Starting at the first line of the listing below, repeat each line exactly until you have repeated the one containing "the winter coat."; skip the pictures.

## Exercise input
• • • • •

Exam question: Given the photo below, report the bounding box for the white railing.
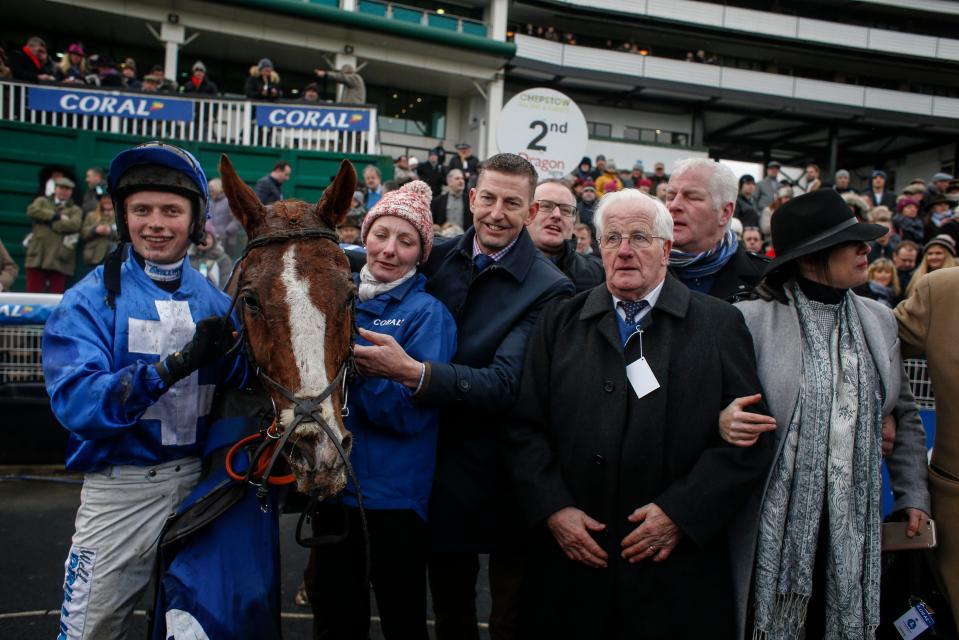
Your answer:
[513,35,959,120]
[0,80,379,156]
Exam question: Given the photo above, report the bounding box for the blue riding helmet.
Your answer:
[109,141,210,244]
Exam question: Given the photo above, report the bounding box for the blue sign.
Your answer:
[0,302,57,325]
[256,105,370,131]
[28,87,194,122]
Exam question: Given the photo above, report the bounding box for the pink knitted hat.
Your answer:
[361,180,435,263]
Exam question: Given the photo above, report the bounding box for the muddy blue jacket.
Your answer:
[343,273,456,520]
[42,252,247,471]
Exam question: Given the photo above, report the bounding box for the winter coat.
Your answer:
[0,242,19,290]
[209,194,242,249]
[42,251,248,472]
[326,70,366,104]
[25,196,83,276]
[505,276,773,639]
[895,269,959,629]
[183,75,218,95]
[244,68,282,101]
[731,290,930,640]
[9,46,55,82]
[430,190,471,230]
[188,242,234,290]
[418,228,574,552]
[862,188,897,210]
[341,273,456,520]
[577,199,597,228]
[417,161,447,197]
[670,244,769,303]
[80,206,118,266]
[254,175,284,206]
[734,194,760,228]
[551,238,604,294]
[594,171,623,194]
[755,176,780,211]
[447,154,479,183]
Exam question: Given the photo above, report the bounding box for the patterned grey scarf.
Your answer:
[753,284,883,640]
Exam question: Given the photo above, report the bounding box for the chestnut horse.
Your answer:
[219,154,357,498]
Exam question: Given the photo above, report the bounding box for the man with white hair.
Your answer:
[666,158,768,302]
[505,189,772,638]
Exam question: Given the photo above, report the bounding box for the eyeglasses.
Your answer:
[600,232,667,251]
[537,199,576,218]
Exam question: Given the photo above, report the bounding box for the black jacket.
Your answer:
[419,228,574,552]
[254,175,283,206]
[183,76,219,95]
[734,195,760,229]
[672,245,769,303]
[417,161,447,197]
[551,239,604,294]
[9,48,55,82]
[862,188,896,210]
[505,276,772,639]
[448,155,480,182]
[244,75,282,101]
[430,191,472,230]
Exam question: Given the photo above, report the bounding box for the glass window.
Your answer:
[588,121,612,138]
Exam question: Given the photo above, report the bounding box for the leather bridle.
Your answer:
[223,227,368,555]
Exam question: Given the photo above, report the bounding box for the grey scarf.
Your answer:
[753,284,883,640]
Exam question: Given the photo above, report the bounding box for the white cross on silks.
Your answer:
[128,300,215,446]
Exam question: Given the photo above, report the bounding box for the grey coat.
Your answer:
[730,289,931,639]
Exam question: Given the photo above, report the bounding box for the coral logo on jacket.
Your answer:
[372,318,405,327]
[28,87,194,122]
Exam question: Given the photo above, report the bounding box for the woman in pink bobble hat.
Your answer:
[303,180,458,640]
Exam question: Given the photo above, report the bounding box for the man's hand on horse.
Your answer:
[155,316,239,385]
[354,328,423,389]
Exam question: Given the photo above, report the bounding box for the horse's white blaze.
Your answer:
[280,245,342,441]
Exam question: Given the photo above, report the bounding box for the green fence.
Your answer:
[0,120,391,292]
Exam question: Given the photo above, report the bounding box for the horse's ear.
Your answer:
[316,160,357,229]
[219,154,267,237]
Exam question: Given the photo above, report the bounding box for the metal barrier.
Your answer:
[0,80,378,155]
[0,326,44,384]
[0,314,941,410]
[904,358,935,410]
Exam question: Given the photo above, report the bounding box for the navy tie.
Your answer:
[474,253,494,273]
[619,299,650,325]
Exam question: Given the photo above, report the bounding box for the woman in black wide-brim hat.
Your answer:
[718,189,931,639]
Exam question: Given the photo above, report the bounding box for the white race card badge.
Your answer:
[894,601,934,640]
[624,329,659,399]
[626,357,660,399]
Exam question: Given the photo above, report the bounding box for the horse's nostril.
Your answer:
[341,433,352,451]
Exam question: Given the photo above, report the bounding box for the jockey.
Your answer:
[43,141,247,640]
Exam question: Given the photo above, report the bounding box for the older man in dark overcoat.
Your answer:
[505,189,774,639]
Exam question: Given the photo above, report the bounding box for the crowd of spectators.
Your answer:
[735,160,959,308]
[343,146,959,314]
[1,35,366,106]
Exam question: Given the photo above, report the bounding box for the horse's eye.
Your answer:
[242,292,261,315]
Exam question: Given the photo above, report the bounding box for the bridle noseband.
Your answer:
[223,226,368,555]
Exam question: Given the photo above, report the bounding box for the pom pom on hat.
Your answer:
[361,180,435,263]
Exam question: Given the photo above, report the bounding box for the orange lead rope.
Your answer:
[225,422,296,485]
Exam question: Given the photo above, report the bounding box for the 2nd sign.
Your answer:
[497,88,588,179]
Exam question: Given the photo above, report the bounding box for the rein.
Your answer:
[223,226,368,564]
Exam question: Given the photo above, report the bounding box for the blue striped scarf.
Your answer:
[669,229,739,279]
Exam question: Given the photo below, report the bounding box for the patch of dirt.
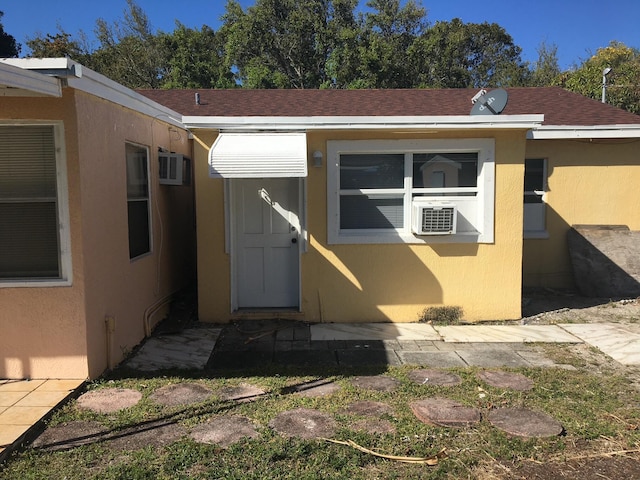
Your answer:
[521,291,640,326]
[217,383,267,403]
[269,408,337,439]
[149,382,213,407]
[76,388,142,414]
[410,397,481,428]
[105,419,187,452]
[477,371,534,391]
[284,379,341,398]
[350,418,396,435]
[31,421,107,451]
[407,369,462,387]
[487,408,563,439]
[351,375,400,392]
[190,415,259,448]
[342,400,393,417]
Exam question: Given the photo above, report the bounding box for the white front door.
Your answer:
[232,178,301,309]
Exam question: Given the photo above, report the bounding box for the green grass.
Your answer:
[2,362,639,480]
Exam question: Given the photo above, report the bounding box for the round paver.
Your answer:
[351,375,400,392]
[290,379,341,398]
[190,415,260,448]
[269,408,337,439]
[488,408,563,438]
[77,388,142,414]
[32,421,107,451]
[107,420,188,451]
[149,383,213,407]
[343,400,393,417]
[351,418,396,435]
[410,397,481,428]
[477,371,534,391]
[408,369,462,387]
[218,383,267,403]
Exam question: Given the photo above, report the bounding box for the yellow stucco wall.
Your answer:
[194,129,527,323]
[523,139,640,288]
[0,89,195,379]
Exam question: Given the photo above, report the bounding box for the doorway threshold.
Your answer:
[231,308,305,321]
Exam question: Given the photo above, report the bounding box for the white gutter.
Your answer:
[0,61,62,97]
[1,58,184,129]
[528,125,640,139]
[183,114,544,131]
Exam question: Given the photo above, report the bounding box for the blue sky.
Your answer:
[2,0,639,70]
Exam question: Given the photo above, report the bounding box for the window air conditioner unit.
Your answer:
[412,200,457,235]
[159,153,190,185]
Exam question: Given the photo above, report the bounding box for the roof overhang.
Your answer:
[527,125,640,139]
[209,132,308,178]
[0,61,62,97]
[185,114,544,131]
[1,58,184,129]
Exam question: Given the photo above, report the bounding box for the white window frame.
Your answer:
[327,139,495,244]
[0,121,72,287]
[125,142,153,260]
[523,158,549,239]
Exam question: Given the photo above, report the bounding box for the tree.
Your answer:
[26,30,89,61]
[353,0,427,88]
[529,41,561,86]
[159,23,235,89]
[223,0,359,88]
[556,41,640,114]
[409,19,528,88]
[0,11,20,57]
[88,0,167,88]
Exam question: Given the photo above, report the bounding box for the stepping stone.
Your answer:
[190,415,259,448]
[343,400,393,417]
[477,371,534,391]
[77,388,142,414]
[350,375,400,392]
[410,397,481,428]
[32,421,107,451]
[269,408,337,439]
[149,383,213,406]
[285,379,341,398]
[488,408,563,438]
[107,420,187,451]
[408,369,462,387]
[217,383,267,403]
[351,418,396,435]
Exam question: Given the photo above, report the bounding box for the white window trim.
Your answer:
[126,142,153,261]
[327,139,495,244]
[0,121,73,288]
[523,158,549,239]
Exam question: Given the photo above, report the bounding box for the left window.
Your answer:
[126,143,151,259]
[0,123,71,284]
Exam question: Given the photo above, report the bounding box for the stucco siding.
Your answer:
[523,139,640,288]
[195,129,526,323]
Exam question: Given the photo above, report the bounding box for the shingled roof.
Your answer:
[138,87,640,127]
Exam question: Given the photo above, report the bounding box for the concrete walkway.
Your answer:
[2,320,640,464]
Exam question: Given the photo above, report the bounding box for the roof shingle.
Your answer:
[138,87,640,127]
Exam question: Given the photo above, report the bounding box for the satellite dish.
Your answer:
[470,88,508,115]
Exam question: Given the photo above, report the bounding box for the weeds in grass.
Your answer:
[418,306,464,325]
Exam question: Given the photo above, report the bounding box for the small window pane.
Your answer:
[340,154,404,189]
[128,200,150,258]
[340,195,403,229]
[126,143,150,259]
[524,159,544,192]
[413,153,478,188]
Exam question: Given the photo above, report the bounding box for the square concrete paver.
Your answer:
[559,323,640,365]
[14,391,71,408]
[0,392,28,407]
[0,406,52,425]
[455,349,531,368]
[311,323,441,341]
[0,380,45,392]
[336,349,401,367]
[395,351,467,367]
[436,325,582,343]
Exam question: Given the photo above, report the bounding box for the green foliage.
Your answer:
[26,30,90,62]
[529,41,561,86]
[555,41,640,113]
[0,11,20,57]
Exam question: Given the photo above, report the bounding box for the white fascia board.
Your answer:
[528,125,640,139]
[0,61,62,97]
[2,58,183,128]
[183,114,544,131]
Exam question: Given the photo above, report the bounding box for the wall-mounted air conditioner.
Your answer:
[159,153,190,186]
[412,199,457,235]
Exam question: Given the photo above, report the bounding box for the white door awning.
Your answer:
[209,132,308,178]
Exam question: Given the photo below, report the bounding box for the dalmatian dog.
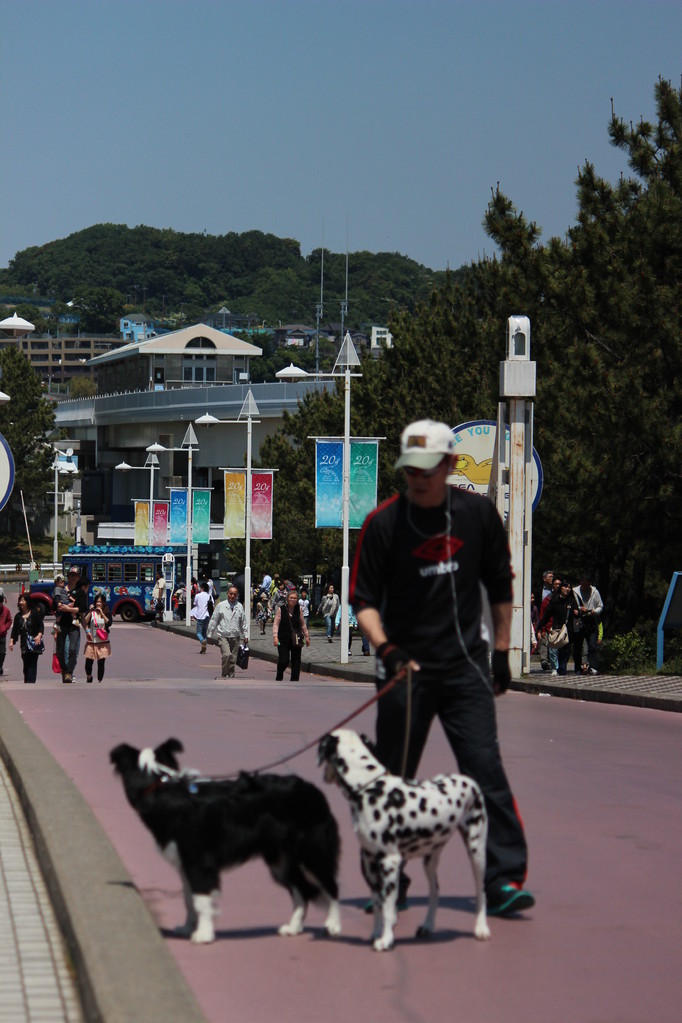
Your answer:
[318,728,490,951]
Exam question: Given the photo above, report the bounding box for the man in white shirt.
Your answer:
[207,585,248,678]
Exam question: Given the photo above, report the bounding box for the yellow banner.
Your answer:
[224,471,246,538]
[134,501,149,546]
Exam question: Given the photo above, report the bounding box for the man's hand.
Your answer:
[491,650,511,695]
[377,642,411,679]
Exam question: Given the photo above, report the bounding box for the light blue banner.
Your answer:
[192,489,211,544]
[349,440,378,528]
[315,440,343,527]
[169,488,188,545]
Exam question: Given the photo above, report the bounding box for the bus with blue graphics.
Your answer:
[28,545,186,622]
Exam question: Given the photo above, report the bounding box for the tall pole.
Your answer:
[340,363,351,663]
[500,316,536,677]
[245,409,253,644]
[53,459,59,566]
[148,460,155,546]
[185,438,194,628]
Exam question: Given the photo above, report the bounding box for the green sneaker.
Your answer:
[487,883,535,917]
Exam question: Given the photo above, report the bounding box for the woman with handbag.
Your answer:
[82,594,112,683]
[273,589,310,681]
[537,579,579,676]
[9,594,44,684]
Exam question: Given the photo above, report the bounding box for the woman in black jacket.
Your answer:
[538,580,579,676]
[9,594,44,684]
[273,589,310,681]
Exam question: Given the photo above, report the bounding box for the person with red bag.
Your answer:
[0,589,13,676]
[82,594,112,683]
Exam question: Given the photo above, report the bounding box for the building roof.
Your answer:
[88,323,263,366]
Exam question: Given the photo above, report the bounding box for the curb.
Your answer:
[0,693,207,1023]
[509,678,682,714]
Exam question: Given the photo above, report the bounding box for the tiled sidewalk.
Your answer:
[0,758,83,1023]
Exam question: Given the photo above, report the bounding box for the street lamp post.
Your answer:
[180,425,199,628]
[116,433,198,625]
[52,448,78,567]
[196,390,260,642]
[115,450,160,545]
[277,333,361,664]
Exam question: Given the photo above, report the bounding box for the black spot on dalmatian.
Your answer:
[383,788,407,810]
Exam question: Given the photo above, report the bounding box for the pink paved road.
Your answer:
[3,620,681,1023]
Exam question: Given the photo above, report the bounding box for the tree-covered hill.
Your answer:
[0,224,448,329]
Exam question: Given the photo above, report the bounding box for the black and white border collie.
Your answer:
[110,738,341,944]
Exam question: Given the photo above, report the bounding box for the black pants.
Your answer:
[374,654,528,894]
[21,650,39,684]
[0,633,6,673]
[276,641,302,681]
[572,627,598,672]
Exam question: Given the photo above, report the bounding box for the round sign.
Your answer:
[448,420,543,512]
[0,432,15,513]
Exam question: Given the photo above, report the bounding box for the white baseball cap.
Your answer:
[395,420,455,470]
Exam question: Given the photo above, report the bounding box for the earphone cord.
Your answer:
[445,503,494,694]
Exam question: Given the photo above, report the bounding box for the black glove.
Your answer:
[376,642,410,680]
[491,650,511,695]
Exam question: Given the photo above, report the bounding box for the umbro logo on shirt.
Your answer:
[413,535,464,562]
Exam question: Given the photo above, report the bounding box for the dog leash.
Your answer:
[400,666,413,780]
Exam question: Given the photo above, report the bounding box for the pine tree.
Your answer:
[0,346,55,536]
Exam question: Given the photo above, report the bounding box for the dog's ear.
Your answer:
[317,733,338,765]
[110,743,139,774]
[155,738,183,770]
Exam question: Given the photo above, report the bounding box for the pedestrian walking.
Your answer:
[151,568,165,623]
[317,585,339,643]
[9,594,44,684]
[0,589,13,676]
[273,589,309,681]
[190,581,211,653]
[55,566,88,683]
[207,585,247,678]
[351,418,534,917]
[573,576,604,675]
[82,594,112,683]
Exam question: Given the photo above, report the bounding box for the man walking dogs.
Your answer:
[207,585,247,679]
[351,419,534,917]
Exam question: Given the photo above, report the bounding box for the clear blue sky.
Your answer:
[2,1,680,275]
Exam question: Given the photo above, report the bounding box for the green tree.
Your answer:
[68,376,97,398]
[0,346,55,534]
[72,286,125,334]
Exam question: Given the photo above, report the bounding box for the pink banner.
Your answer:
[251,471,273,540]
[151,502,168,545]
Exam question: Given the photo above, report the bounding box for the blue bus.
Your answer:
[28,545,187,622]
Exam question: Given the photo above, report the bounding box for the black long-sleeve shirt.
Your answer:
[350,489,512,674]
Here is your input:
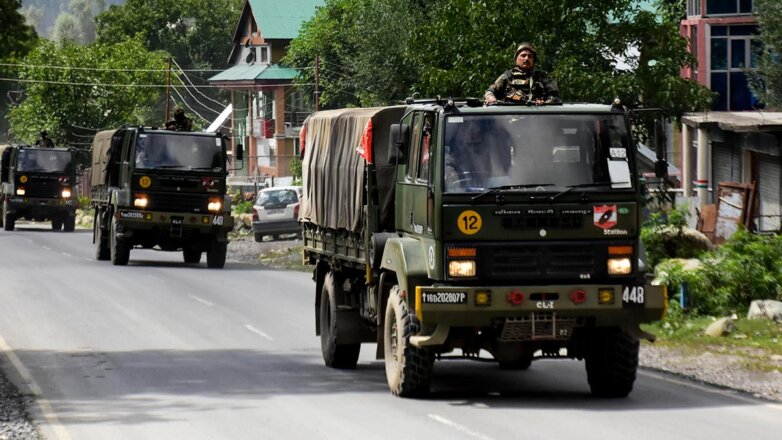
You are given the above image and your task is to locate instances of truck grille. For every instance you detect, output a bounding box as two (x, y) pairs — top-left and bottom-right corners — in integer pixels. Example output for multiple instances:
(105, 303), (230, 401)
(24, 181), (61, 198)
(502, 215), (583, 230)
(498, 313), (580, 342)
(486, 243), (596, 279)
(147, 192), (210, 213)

• • • • •

## Result of this exercise
Exam question: Given the photo below, report the bounding box for the white railing.
Your answer:
[513,35,959,120]
[0,80,379,156]
Exam question: Given the photo above, report the bounding box for the blue riding helmet.
Your answer:
[109,141,210,244]
Exam question: Given the photo above, report the bounding box for the blue sign.
Your answer:
[0,302,57,325]
[256,105,370,131]
[28,87,194,122]
Exam question: Given the photo above, report the bounding box for the pink knitted hat.
Your answer:
[361,180,435,263]
Exam question: Given the photo above, report the bounding box for the muddy blue jacket.
Your answer:
[343,273,456,520]
[42,252,247,471]
Exam question: Given the photo above, report the bounding box for the winter coat.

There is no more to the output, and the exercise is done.